---------- EXTRACTED INFORMATION

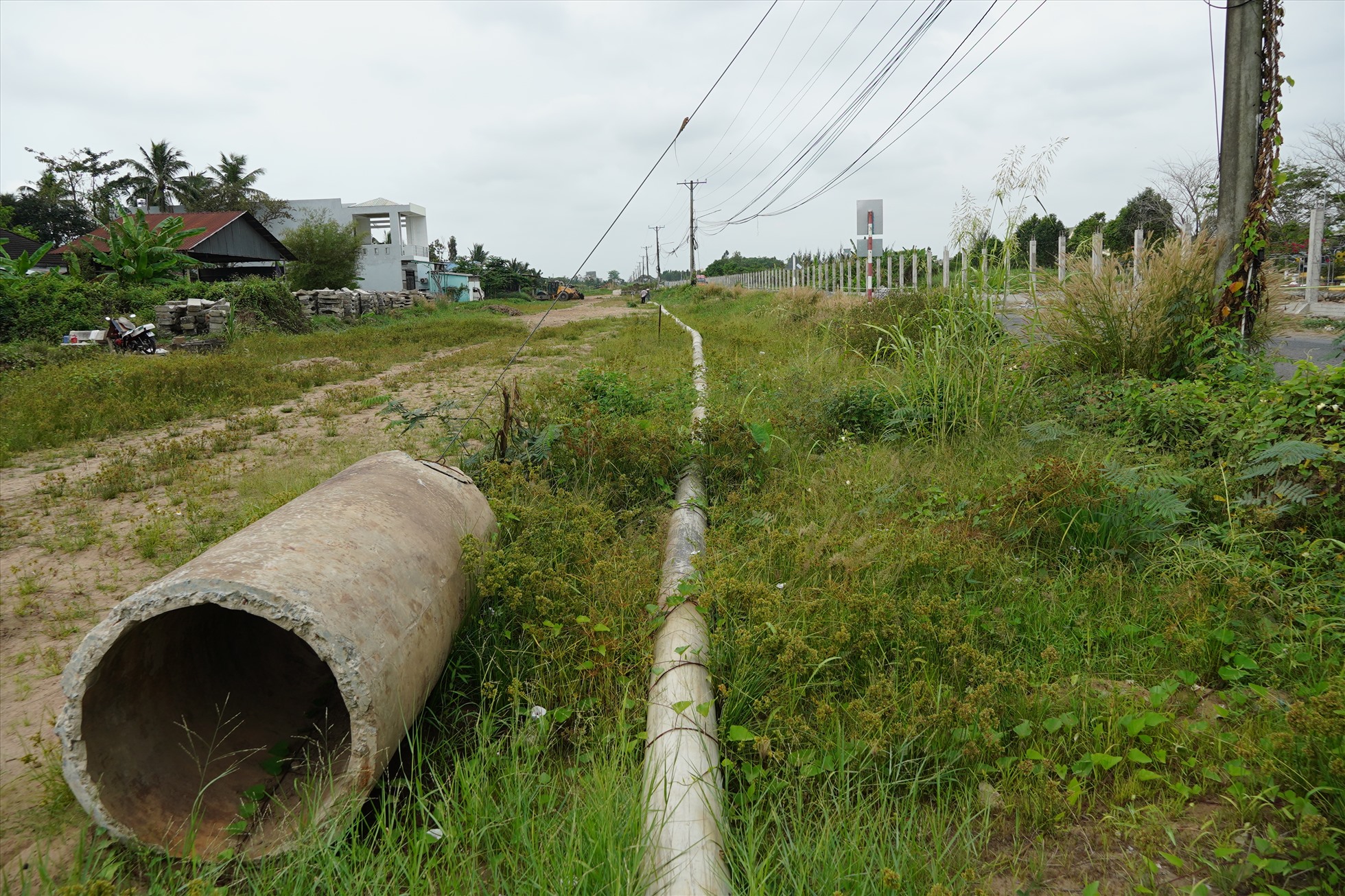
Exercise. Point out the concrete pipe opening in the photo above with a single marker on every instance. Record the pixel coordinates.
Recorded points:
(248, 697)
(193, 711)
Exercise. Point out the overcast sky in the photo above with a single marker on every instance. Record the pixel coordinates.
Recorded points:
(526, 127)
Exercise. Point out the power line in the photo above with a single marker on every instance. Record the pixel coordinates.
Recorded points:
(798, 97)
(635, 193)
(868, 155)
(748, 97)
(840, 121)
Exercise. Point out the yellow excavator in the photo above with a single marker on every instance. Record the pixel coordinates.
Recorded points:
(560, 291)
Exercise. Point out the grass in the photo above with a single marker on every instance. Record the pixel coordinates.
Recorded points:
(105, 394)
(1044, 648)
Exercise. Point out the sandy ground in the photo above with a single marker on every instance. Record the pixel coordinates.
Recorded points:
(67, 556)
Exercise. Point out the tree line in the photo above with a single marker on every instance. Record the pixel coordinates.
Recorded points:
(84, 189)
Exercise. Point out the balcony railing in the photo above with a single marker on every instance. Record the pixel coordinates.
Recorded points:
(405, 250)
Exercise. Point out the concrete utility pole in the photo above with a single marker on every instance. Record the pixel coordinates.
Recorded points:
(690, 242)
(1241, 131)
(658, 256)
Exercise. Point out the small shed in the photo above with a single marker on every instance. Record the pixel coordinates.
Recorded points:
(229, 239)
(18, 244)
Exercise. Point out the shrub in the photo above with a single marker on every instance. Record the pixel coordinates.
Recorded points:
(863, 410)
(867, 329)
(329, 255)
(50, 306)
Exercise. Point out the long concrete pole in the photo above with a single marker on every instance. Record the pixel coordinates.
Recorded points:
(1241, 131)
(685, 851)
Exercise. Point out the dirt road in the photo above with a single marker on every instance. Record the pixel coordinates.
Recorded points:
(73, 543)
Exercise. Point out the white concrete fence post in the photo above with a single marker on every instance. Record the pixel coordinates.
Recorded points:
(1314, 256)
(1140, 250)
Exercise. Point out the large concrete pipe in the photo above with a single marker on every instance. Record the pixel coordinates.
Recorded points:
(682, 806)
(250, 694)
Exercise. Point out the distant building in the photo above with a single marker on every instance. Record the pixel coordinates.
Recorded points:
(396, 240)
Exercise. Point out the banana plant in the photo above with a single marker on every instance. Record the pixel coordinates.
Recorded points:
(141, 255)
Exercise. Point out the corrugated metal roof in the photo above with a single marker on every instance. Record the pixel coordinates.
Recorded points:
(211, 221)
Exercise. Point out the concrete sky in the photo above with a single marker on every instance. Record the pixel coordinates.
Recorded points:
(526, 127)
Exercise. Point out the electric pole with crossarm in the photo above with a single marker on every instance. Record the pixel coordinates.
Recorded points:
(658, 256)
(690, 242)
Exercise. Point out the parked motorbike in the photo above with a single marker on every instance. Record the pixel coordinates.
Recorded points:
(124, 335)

--------------------
---------- EXTRACTED INFORMATION

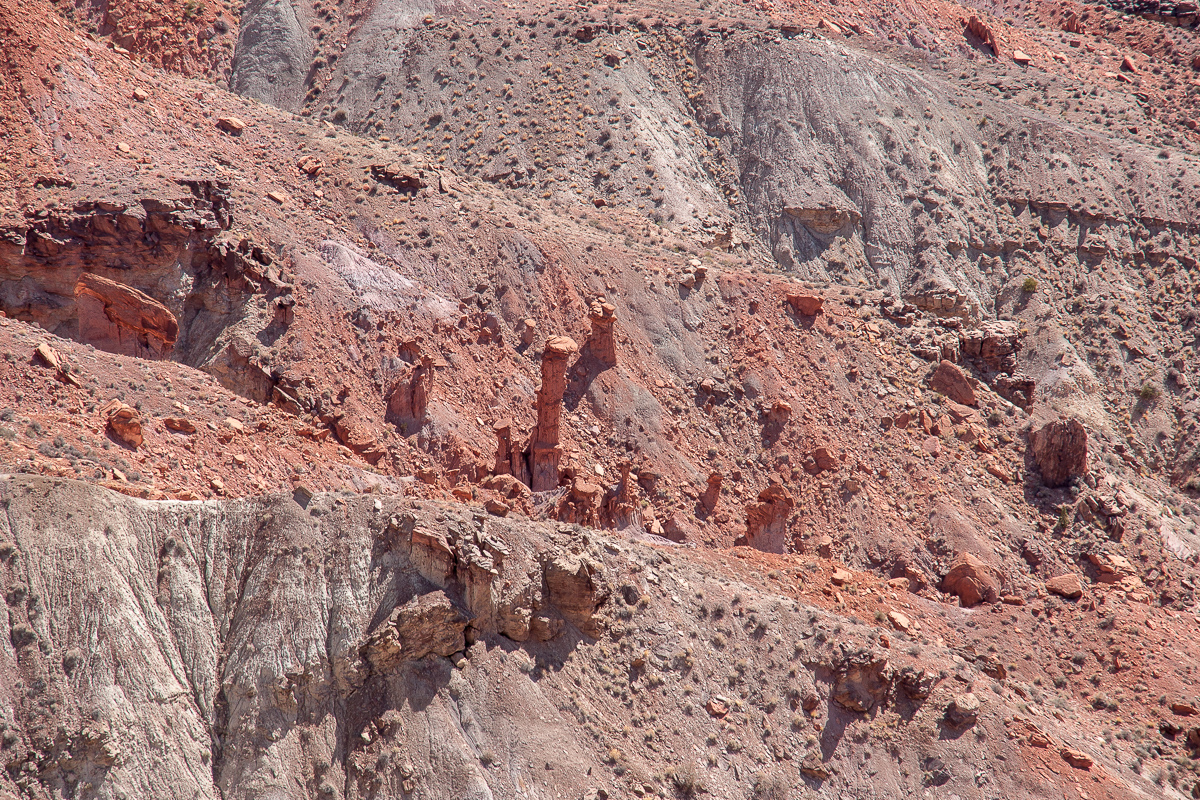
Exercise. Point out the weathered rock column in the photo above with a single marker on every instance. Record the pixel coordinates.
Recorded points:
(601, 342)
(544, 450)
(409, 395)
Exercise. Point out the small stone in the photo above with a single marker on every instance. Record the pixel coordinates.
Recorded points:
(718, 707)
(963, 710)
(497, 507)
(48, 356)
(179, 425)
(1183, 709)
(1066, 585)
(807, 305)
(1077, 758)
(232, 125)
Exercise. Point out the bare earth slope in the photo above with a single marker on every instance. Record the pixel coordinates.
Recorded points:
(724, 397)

--------------------

- [WHAT IS REQUIRED]:
Copy the items verbatim, starting at the line that contains "Exercise. Point out the white" and ending at the line that contains "(1140, 250)".

- [ANSWER TO THIS TASK]:
Exercise. Point out the white concrete fence post in the photo above with a single marker on every instance. Record the pixel coordinates.
Recorded points:
(1314, 256)
(1140, 250)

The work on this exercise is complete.